- **EXTRACTED TEXT**
** START **
Partial dependence works by marginalizing the machine learning model output over the distribution of the features whose partial dependence function should be plotted, so that the function shows the relationship between those features and the predicted outcome. By marginalizing over the other features in the model , we get a function that depends only on the specified features and its interactions.
from matplotlib import pyplot as plt
from pdpbox import pdp, get_dataset, info_plots
from sklearn.ensemble.partial_dependence import partial_dependence, plot_partial_dependence
# import machine learning algorithms
from sklearn.ensemble import GradientBoostingClassifier
from sklearn.metrics import classification_report, confusion_matrix, roc_curve, auc
bg_color = (0.5, 0.5, 0.5)
sns.set(rc={"font.style":"normal",
"axes.facecolor":bg_color,
"axes.titlesize":20,
"figure.facecolor":bg_color,
"text.color":"black",
"xtick.color":"black",
"ytick.color":"black",
"axes.labelcolor":"black",
"axes.grid":False,
'axes.labelsize':10,
'figure.figsize':(10.0, 10.0),
'xtick.labelsize':10,
'ytick.labelsize':10})
sns.set_style("whitegrid")
my_model = GradientBoostingClassifier()
my_model.fit(X=train_X, y=train_y)
# Here we make the plot
my_plots = plot_partial_dependence(my_model ,
features=[0,1, 2,3,4,5], # column numbers of plots we want to show
X=train_X, # raw predictors data.
feature_names=['age','cp', 'thalach','ca','chol','sex'], # labels on graphs
grid_resolution=10) # number of values to plot on x axis
plt.show()
Individual Conditional Expectation (ICE)
from pycebox.ice import ice, ice_plot
# pcyebox likes the data to be in a DataFrame so let's create one with our imputed data
# we first need to impute the missing data
train_X_df = pd.DataFrame(train_X, columns=X.columns)
thalach_ice_df = ice(data=train_X_df, column='thalach',
predict=lgbm.predict)
rcParams['figure.figsize'] = 8,6
ice_plot(thalach_ice_df , c='dimgray', linewidth=0.3)
plt.ylabel('Pred. AV %ile')
plt.xlabel('thalach');
plt.show()
#ice_plot(thalach_ice_df, linewidth=0.5,color_by='data_thalach', cmap=cmap2)
** END **
- **WHAT TO DO**
• a. Do the following statements agree with the partial dependence text? For each one, answer yes or no and quote the words from the text that decide it. (i) The partial dependence plot uses a grid resolution of 10. (ii) The ICE curves for thalach use the predict function of my_model. (iii) Marginalizing over the other features yields a function that depends only on the specified features and their interactions.
• b. Pick up the partial dependence text after its last line and continue it.

- **STORED ROWS**
** START **
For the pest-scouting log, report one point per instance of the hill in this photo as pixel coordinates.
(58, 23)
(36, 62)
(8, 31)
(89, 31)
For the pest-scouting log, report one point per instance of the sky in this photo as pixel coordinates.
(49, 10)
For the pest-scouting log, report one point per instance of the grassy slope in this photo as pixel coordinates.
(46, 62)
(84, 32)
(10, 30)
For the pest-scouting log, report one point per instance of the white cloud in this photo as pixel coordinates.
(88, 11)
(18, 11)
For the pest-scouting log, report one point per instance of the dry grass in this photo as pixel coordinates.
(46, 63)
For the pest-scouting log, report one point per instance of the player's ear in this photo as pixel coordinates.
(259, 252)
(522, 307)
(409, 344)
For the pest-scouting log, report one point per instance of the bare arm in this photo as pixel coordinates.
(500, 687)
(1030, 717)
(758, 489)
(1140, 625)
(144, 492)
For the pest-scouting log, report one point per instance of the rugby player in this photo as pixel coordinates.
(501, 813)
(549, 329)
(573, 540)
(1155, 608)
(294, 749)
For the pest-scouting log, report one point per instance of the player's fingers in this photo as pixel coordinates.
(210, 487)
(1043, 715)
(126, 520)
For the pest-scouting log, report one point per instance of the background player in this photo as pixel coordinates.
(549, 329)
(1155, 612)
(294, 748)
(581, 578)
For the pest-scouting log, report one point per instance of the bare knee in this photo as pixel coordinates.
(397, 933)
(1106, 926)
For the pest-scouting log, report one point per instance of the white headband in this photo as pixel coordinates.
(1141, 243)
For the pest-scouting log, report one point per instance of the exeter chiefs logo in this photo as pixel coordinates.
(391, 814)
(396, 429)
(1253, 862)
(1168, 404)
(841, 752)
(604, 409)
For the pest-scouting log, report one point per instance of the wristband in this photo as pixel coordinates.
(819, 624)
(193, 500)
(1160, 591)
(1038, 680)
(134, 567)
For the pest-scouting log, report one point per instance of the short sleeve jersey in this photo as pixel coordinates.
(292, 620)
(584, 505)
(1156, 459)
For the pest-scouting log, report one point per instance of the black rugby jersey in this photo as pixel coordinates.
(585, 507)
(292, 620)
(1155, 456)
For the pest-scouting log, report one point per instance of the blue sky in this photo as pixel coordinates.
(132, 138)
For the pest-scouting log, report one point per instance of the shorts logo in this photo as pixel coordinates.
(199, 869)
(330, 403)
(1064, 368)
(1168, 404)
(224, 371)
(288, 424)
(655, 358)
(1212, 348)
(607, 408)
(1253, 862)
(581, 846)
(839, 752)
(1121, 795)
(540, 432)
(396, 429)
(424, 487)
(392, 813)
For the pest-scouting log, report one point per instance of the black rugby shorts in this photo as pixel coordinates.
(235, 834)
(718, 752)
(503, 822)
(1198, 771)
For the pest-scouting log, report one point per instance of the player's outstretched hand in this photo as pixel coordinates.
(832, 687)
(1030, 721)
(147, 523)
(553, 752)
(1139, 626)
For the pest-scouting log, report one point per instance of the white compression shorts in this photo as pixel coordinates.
** END **
- **SOLVED PROBLEMS**
• a.
(i) Yes: "grid_resolution=10"
(ii) No: "predict=lgbm.predict"
(iii) Yes: "we get a function that depends only on the specified features and its interactions"

• b.
#wt_vals
#thalach_ice_df
#plt.show()
# figure size in inches
rcParams['figure.figsize'] = 10,8
# new colormap for ICE plot
cmap2 = plt.get_cmap('OrRd')
# set color_by to Wt, in order to color each curve by that player's weight
ice_plot(thalach_ice_df, linewidth=0.5, color_by='data_thalach', cmap=cmap2)
# ice_plot doesn't return a colorbar so we have to add one
# hack to add in colorbar taken from here:
# https://stackoverflow.com/questions/8342549/matplotlib-add-colorbar-to-a-sequence-of-line-plots/11558629#11558629
wt_vals = thalach_ice_df.columns.get_level_values('data_thalach').values
sm = plt.cm.ScalarMappable(cmap=cmap2,
norm=plt.Normalize(vmin=wt_vals.min(),
vmax=wt_vals.max()))
# need to create fake array for the scalar mappable or else we get an error
sm._A = []
plt.colorbar(sm, label='thalach')
plt.ylabel('Pred. AV %ile')
plt.xlabel('thalach');
plt.show()
# figure size in inches
rcParams['figure.figsize'] = 10,8
ice_plot(thalach_ice_df, linewidth=.5, color_by='data_thalach', cmap=cmap2, plot_pdp=True,
pdp_kwargs={'c': 'k', 'linewidth': 5})
plt.colorbar(sm, label='thalach')
plt.ylabel('Pred. AV %ile')
plt.xlabel('thalach');
plt.show()
age_ice_df = ice(data=train_X_df, column='age',
predict=lgbm.predict)
# figure size in inches
rcParams['figure.figsize'] = 10,8
ice_plot(age_ice_df, linewidth=.5, color_by='data_age', cmap=cmap2, plot_pdp=True,
pdp_kwargs={'c': 'k', 'linewidth': 5})
plt.colorbar(sm, label='age')
plt.ylabel('Pred. AV %ile')
plt.xlabel('age');
plt.show()
ca_ice_df = ice(data=train_X_df, column='ca'
,predict=lgbm.predict)
# figure size in inches
rcParams['figure.figsize'] = 10,8
ice_plot(ca_ice_df, linewidth=.5, color_by='data_ca', cmap=cmap2, plot_pdp=True,
pdp_kwargs={'c': 'k', 'linewidth': 5})
plt.colorbar(sm, label='ca')
plt.ylabel('Pred. AV %ile')
plt.xlabel('ca');
plt.show()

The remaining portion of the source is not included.